- **OBJECTIVE**
Which lines in the records below contain the word "doorway"? Report each of those lines in full.

- **RECORDED DATA**
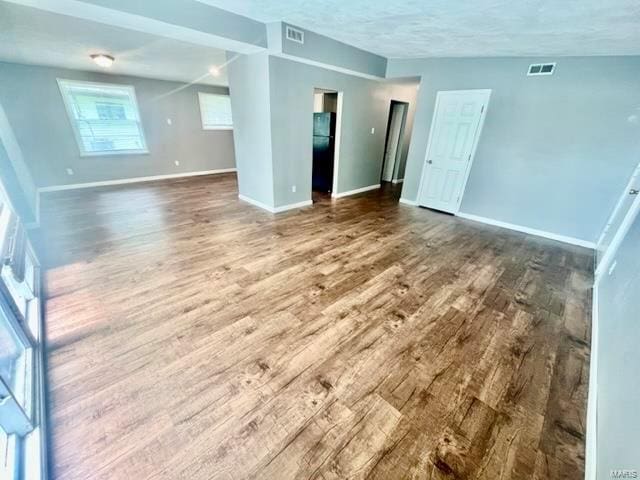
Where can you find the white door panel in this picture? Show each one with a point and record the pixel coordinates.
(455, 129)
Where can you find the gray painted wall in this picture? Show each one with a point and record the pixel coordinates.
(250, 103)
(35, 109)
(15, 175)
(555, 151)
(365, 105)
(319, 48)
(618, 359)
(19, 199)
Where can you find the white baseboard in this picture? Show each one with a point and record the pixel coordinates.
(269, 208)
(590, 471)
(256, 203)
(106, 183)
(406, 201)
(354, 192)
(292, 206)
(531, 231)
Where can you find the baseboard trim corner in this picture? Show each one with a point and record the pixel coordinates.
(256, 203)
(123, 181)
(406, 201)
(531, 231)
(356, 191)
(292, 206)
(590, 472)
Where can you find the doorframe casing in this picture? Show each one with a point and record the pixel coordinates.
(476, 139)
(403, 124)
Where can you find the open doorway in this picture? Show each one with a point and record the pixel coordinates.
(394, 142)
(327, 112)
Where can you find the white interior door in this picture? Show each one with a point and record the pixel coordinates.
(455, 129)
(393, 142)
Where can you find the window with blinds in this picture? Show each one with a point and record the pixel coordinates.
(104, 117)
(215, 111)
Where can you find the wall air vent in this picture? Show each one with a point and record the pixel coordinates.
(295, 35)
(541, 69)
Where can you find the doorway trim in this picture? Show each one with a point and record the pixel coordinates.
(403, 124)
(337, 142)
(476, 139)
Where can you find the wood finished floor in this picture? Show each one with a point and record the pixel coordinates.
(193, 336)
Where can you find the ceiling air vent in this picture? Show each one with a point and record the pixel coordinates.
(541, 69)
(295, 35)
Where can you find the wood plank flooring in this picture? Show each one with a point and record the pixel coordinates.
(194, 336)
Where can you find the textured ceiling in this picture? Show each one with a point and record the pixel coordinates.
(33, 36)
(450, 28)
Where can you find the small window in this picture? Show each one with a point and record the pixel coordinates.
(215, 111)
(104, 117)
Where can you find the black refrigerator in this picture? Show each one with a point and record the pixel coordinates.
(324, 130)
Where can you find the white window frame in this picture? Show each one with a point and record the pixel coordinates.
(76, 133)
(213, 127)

---

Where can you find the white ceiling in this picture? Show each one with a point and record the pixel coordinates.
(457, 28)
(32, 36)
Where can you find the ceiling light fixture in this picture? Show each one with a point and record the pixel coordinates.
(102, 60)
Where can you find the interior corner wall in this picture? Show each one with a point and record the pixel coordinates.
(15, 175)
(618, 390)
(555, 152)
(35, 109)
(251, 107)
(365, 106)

- **TASK ANSWER**
Where can you find the open doorway in this picture? Show each one with a point and record the pixel coordinates.
Where can you find the doorway trim in this picture? Show each one with a point and record the pixel coordinates.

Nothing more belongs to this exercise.